What is asked -> Copy the items below, replacing "wheel hub" with "wheel center" each time it appears and keeping everything else the same.

______

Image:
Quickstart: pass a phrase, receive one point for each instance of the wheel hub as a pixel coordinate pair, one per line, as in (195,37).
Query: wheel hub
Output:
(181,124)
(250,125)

______

Correct answer ->
Image:
Quickstart: pass a phrase, receive one point for each instance of the wheel center as a pixel coordinate pair, one per line, as in (195,37).
Query: wheel center
Output:
(181,124)
(250,125)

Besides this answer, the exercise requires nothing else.